● TEXT EXTRACT:
=-=-=-=-=

# Peggy Rockefeller Concert: Miró Quartet



## PeggyRockefellerConcerts (Jul 15, 2016)

The Rockefeller University is excited to announce the third concert of its 2016-2017 Peggy Rockefeller Concert season! Since its inception in 1958, the Peggy Rockefeller Concert Series has presented some of the best musicians from around the world. We also pride ourselves on giving many emerging and mid-career artists the opportunity to perform and our audiences the opportunity to hear them.

This year's series continues on November 29 with the Miró Quartet. Miró Quartet, an Austin, Texas-based string quartet whose moniker was inspired by the highly imaginative works of Spanish surrealist Joan Miró, is one of America's highest-profile chamber groups. Now in their 20th year, Miró Quartet is constantly praised for their deeply musical interpretations, exciting performances, and thoughtful programming. Having recently performed at Carnegie Hall, other highlights of recent seasons include the world premiere of a new concerto for String Quartet and Orchestra by Pulitzer Prize winning composer Kevin Puts, and performances in Tokyo, Seoul, and Hong Kong. The Quartet has taken first prize at several national and international competitions, including Banff International String Quartet Competition and Naumburg Chamber Music Competition. In 2005, Miró Quartet became the first ensemble ever to be awarded the coveted Avery Fisher Career Grant. Since 2003, the Quartet has served as the quartet-in-residence at the University of Texas at Austin Sarah and Ernest Butler School of Music.

=-=-=-=-=

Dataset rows
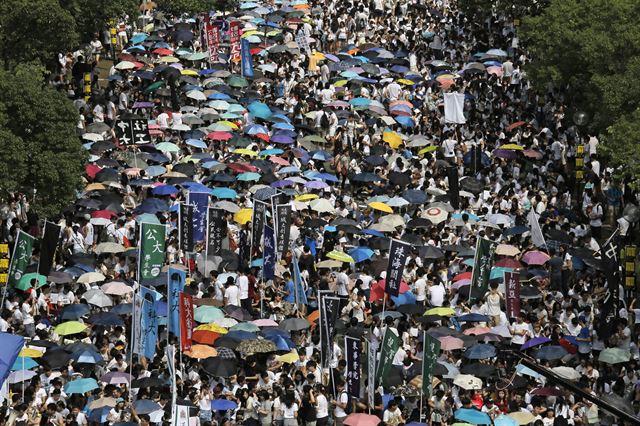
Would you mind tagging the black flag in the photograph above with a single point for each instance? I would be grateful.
(48, 247)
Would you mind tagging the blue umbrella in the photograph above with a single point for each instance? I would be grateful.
(81, 386)
(223, 405)
(480, 351)
(224, 193)
(360, 254)
(473, 416)
(550, 352)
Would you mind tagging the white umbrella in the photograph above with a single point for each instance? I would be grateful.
(468, 382)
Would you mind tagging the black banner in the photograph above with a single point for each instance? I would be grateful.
(216, 231)
(133, 132)
(329, 310)
(398, 252)
(185, 230)
(454, 187)
(48, 247)
(353, 349)
(257, 224)
(283, 229)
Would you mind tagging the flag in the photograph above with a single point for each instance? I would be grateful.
(48, 248)
(429, 357)
(247, 61)
(352, 350)
(20, 257)
(200, 201)
(10, 347)
(185, 230)
(454, 108)
(512, 285)
(398, 252)
(152, 251)
(300, 295)
(257, 224)
(390, 345)
(536, 232)
(177, 279)
(186, 321)
(483, 262)
(269, 263)
(234, 38)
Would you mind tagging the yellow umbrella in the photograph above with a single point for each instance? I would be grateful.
(392, 138)
(245, 151)
(340, 256)
(289, 358)
(212, 327)
(243, 216)
(512, 146)
(444, 312)
(306, 197)
(377, 205)
(30, 353)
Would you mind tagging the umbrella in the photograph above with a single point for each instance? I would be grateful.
(473, 416)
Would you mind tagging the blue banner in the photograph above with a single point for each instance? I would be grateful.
(247, 61)
(269, 253)
(200, 201)
(177, 279)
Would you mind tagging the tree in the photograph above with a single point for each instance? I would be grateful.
(39, 129)
(35, 30)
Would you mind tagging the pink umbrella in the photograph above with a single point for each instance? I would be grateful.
(450, 343)
(361, 419)
(535, 257)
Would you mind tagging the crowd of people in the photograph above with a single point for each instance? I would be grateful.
(352, 133)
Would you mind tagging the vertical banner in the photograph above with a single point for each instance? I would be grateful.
(512, 286)
(200, 201)
(454, 187)
(20, 257)
(429, 357)
(257, 224)
(213, 42)
(247, 61)
(177, 279)
(185, 230)
(353, 349)
(216, 231)
(371, 374)
(152, 251)
(269, 259)
(329, 309)
(390, 345)
(483, 262)
(283, 229)
(186, 321)
(48, 247)
(234, 40)
(398, 252)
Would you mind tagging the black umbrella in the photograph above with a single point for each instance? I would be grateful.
(220, 367)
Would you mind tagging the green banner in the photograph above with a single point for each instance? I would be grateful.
(152, 251)
(20, 258)
(390, 345)
(483, 262)
(429, 357)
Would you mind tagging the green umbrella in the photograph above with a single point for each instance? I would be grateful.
(25, 282)
(237, 81)
(614, 356)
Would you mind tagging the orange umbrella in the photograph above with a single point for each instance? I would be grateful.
(201, 352)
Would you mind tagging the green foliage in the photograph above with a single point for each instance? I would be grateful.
(35, 31)
(40, 147)
(93, 16)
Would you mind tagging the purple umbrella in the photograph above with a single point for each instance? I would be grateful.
(534, 342)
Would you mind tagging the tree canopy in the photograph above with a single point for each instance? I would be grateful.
(40, 147)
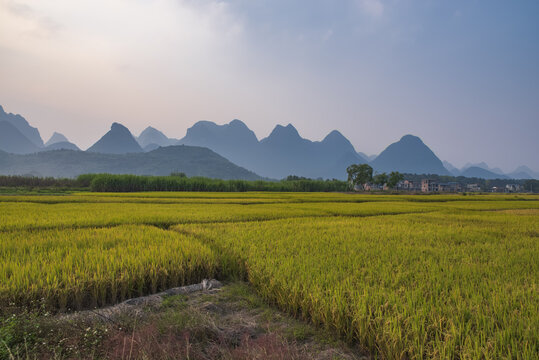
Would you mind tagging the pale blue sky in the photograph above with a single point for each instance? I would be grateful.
(462, 75)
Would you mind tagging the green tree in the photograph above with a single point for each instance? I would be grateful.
(380, 179)
(394, 179)
(359, 174)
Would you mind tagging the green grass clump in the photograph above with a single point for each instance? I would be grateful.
(407, 276)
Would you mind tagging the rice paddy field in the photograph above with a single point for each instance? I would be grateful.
(404, 276)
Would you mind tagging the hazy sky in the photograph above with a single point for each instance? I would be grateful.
(462, 75)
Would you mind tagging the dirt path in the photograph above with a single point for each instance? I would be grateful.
(213, 322)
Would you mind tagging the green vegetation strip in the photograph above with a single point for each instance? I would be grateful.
(450, 278)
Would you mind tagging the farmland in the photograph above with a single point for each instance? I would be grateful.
(407, 276)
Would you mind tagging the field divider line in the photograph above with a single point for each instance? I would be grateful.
(167, 225)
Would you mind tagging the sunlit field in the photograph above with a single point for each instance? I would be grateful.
(434, 276)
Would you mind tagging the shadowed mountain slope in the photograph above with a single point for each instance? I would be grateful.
(31, 133)
(118, 140)
(151, 136)
(56, 138)
(409, 155)
(284, 152)
(193, 161)
(62, 145)
(13, 141)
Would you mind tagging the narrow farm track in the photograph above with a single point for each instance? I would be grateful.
(406, 277)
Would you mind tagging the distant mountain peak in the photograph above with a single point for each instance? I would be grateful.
(152, 136)
(237, 123)
(31, 133)
(411, 139)
(118, 140)
(409, 155)
(56, 138)
(288, 131)
(334, 134)
(119, 127)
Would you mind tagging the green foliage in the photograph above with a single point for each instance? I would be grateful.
(445, 276)
(132, 183)
(380, 179)
(394, 179)
(531, 185)
(359, 174)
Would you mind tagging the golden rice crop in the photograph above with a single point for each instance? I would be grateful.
(431, 285)
(437, 276)
(78, 268)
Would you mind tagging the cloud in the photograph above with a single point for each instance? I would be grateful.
(373, 8)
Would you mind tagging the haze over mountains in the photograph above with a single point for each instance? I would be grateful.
(233, 149)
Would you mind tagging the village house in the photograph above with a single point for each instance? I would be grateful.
(449, 187)
(473, 188)
(428, 185)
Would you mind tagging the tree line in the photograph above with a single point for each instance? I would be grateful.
(362, 175)
(180, 182)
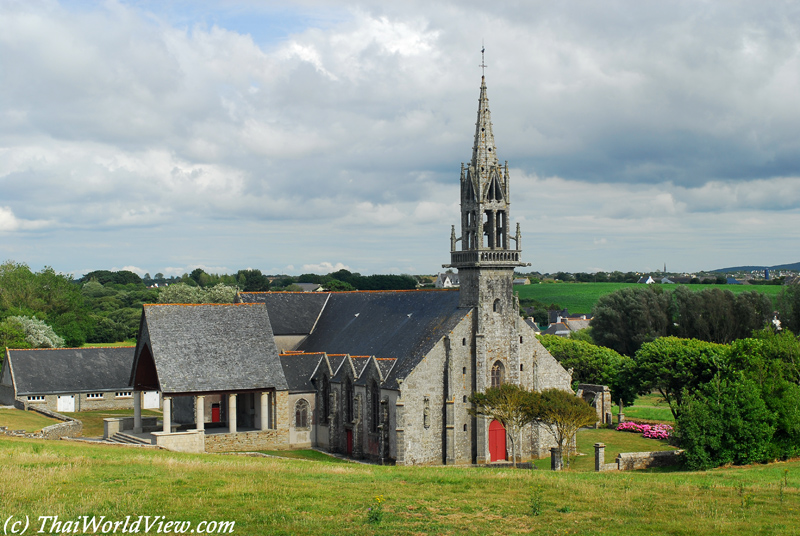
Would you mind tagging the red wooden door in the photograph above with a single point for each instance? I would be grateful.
(497, 442)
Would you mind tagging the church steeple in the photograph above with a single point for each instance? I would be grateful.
(485, 239)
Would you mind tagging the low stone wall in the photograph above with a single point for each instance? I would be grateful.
(246, 441)
(69, 428)
(629, 461)
(188, 441)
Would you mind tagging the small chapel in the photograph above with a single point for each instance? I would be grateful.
(383, 376)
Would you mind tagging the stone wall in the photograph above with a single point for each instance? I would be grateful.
(68, 428)
(188, 441)
(642, 460)
(629, 461)
(82, 402)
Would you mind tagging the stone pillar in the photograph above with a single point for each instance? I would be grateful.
(137, 412)
(232, 413)
(200, 412)
(167, 425)
(555, 459)
(599, 456)
(263, 409)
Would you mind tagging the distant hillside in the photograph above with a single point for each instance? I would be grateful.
(794, 266)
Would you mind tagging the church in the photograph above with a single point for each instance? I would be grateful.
(383, 376)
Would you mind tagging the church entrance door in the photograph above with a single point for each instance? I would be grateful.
(497, 442)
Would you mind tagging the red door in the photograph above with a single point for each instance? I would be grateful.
(497, 442)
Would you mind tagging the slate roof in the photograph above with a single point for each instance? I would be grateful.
(291, 313)
(71, 370)
(210, 348)
(298, 368)
(400, 324)
(385, 364)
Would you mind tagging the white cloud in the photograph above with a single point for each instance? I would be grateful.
(191, 141)
(324, 267)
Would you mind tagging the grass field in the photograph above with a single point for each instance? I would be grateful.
(30, 421)
(266, 496)
(579, 298)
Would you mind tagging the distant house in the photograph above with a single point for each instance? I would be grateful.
(447, 280)
(71, 379)
(310, 287)
(557, 328)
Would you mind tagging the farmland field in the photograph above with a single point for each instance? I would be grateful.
(579, 298)
(265, 496)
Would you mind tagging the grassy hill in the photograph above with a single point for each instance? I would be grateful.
(580, 297)
(276, 496)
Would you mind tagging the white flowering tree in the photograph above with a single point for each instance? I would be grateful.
(37, 333)
(183, 293)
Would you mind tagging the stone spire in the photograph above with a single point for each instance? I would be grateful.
(484, 152)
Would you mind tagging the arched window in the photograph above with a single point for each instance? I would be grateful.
(498, 374)
(375, 400)
(301, 414)
(323, 406)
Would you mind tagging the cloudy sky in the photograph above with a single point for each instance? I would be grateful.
(313, 135)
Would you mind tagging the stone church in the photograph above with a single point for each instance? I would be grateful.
(384, 376)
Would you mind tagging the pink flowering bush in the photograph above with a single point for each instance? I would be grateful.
(650, 431)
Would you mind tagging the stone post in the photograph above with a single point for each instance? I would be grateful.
(556, 464)
(137, 412)
(167, 425)
(200, 412)
(599, 456)
(263, 410)
(232, 413)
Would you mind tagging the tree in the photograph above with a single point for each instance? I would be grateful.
(629, 317)
(591, 364)
(673, 366)
(725, 422)
(563, 414)
(337, 286)
(510, 405)
(789, 307)
(12, 336)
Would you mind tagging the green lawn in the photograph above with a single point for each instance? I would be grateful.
(30, 421)
(579, 298)
(93, 420)
(266, 496)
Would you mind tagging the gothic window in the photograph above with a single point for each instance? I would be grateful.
(301, 414)
(376, 407)
(324, 408)
(498, 374)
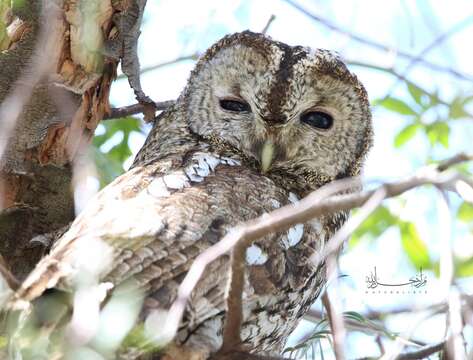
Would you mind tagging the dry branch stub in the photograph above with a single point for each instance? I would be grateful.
(65, 102)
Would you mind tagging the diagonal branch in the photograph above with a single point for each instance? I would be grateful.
(376, 45)
(314, 205)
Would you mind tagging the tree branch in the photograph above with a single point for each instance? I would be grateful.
(314, 205)
(423, 352)
(377, 45)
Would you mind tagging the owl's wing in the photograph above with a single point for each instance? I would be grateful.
(149, 227)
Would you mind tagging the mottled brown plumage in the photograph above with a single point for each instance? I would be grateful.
(199, 174)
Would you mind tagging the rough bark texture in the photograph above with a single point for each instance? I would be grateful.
(62, 43)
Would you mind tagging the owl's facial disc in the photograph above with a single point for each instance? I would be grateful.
(294, 111)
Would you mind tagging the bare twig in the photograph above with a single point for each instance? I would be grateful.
(179, 59)
(336, 325)
(314, 205)
(377, 45)
(423, 352)
(436, 42)
(10, 279)
(268, 24)
(116, 113)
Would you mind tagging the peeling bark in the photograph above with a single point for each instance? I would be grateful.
(58, 119)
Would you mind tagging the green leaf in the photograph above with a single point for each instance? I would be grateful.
(438, 132)
(379, 220)
(457, 109)
(465, 212)
(415, 92)
(397, 105)
(415, 248)
(406, 134)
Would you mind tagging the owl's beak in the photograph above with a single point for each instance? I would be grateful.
(267, 156)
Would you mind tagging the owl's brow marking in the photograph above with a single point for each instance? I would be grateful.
(278, 93)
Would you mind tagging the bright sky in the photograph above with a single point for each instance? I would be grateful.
(177, 28)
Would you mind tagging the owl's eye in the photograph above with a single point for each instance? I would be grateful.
(318, 119)
(234, 105)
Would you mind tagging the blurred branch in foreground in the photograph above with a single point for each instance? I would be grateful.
(379, 46)
(320, 202)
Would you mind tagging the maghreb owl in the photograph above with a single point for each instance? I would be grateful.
(259, 125)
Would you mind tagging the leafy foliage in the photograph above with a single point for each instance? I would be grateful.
(111, 148)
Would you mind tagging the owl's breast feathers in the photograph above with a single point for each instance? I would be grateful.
(151, 223)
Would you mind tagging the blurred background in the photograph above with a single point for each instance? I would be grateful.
(415, 59)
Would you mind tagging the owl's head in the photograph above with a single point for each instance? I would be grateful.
(296, 113)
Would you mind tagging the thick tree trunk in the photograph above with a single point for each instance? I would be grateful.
(54, 88)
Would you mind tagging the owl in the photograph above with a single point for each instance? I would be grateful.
(259, 125)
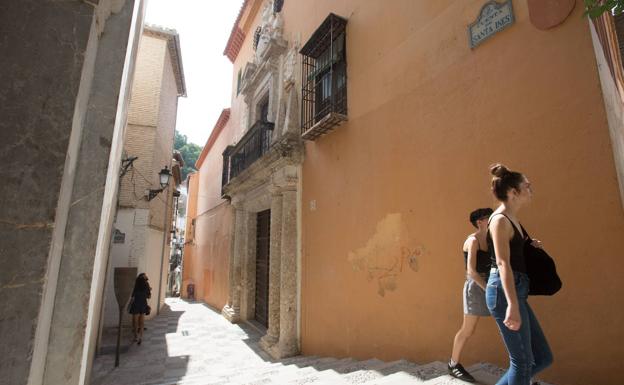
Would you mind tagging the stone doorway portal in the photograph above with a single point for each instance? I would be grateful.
(263, 240)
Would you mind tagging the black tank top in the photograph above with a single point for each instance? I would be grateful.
(483, 260)
(516, 249)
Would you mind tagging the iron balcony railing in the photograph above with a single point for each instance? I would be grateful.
(252, 146)
(324, 78)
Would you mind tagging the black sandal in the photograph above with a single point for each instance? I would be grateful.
(460, 373)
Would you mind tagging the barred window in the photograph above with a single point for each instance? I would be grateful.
(324, 83)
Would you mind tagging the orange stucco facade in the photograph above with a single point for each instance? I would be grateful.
(427, 115)
(386, 196)
(209, 222)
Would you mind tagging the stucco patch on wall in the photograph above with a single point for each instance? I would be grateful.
(387, 254)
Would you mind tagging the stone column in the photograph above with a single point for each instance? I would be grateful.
(231, 310)
(272, 336)
(288, 275)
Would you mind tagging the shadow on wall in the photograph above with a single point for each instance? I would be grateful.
(387, 254)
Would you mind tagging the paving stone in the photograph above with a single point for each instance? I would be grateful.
(190, 343)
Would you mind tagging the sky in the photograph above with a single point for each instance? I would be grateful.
(204, 27)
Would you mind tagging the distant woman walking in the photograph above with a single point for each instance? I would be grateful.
(508, 286)
(477, 262)
(138, 306)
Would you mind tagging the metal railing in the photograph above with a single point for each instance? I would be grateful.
(252, 146)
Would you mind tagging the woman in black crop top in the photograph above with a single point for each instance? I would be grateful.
(508, 285)
(477, 260)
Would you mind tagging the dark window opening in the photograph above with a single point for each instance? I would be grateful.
(238, 82)
(324, 82)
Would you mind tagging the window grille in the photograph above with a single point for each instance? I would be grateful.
(324, 78)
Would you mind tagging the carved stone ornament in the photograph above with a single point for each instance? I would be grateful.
(547, 14)
(290, 64)
(271, 28)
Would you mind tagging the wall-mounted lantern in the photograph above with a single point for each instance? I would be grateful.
(164, 175)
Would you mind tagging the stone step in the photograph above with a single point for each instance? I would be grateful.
(369, 371)
(324, 377)
(396, 378)
(396, 366)
(428, 371)
(336, 364)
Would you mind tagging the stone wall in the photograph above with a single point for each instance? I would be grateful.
(63, 128)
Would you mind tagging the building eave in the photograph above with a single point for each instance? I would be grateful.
(173, 45)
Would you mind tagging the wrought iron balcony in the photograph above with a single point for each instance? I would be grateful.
(324, 83)
(252, 146)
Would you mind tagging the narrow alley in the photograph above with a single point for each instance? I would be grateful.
(190, 343)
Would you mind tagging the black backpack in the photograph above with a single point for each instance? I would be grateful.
(541, 269)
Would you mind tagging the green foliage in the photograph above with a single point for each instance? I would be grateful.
(189, 151)
(595, 8)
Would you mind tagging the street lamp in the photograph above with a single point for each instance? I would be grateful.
(164, 175)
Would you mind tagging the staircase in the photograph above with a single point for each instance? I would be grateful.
(316, 370)
(192, 344)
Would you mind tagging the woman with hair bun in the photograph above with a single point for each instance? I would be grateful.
(477, 262)
(508, 285)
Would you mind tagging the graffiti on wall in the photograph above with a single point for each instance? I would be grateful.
(387, 254)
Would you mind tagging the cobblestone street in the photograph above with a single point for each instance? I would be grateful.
(190, 343)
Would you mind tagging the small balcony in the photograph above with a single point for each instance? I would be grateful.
(324, 83)
(252, 146)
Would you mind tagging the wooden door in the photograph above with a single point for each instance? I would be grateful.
(263, 237)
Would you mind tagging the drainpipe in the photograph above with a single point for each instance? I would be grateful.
(162, 254)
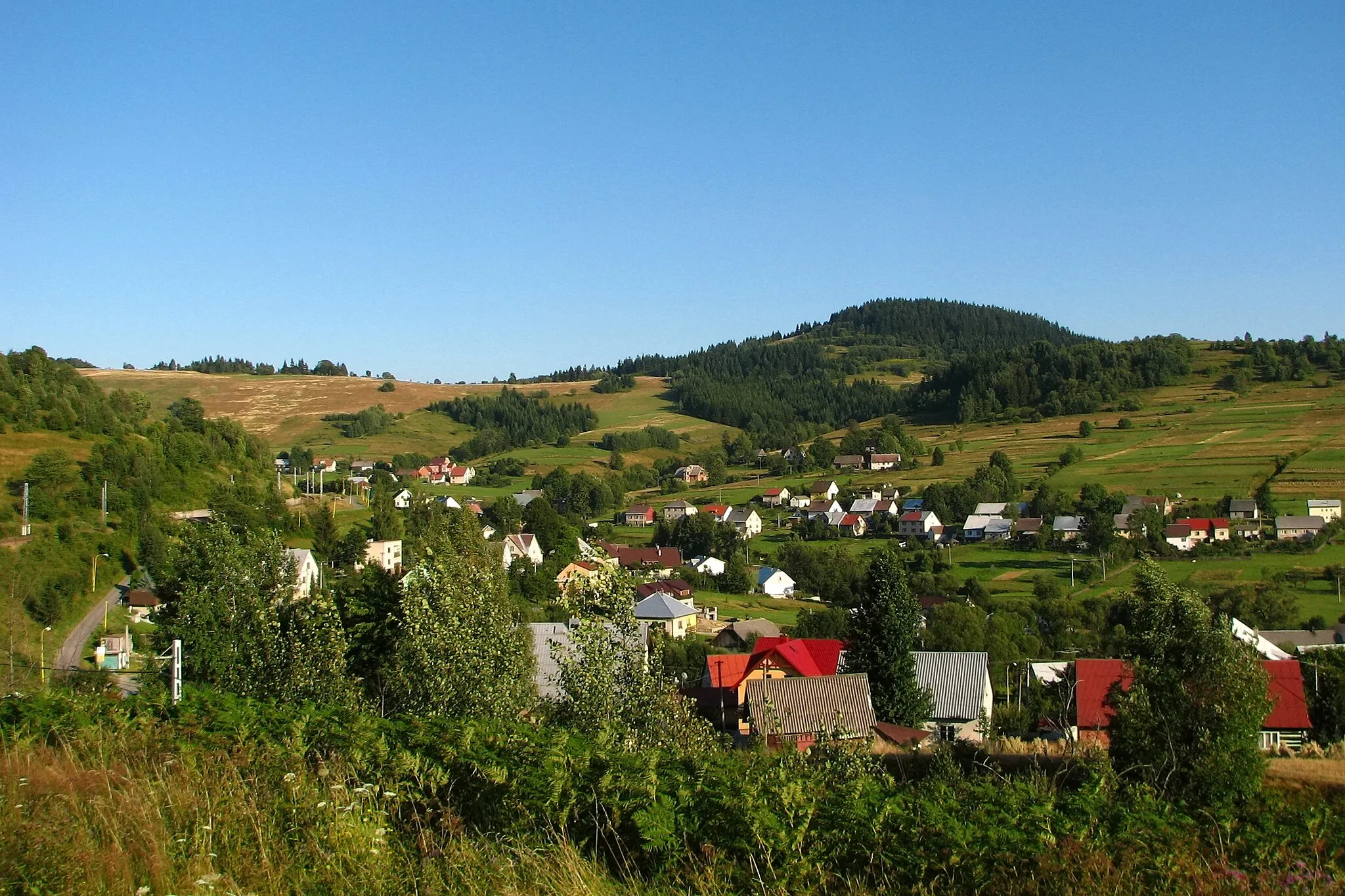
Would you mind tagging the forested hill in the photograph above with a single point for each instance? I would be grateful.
(789, 389)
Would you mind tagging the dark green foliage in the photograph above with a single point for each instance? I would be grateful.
(372, 421)
(615, 383)
(884, 631)
(638, 440)
(1189, 721)
(513, 419)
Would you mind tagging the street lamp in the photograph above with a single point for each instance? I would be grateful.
(42, 664)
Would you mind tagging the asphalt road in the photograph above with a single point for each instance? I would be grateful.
(72, 652)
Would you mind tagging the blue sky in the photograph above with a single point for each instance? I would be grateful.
(462, 192)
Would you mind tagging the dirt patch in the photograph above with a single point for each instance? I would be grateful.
(1309, 771)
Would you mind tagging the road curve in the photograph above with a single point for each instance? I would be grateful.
(72, 652)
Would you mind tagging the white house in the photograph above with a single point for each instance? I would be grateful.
(708, 566)
(523, 544)
(385, 555)
(959, 684)
(1327, 508)
(747, 522)
(305, 571)
(778, 584)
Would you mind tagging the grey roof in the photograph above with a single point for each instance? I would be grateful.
(661, 606)
(799, 706)
(1300, 523)
(957, 680)
(548, 671)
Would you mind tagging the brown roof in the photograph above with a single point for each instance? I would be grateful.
(833, 704)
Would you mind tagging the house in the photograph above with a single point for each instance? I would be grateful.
(974, 527)
(745, 633)
(822, 508)
(674, 617)
(1028, 527)
(794, 711)
(959, 683)
(142, 603)
(725, 677)
(864, 507)
(385, 555)
(1286, 725)
(1298, 528)
(523, 544)
(1327, 508)
(718, 512)
(919, 524)
(825, 488)
(692, 473)
(114, 652)
(708, 566)
(307, 572)
(674, 511)
(576, 571)
(673, 587)
(884, 461)
(640, 515)
(666, 559)
(778, 584)
(1179, 535)
(1306, 640)
(1202, 530)
(747, 522)
(549, 640)
(1067, 528)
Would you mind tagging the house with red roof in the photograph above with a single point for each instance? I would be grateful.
(1286, 725)
(780, 657)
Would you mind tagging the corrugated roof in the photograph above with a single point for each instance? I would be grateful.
(661, 606)
(831, 704)
(956, 679)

=-=-=-=-=

● STATED PROBLEM A:
Answer these questions about the concert announcement:
(i) In what year did the Peggy Rockefeller Concert Series begin?
(ii) In which city is the Miró Quartet based?
(iii) What award did the quartet become the first ensemble ever to receive in 2005?
● STATED PROBLEM B: Drawing on the concert announcement, explain in one to three sentences where the Miró Quartet's name comes from.
● STATED PROBLEM C: From the concert announcement, extract the passage starting at "# Peggy Rockefeller" and ending at "to hear them.".

● REPLY A:
(i) 1958
(ii) Austin, Texas
(iii) The Avery Fisher Career Grant

● REPLY B: The quartet's name was inspired by the highly imaginative works of the Spanish surrealist Joan Miró.

● REPLY C:
# Peggy Rockefeller Concert: Miró Quartet



## PeggyRockefellerConcerts (Jul 15, 2016)

The Rockefeller University is excited to announce the third concert of its 2016-2017 Peggy Rockefeller Concert season! Since its inception in 1958, the Peggy Rockefeller Concert Series has presented some of the best musicians from around the world. We also pride ourselves on giving many emerging and mid-career artists the opportunity to perform and our audiences the opportunity to hear them.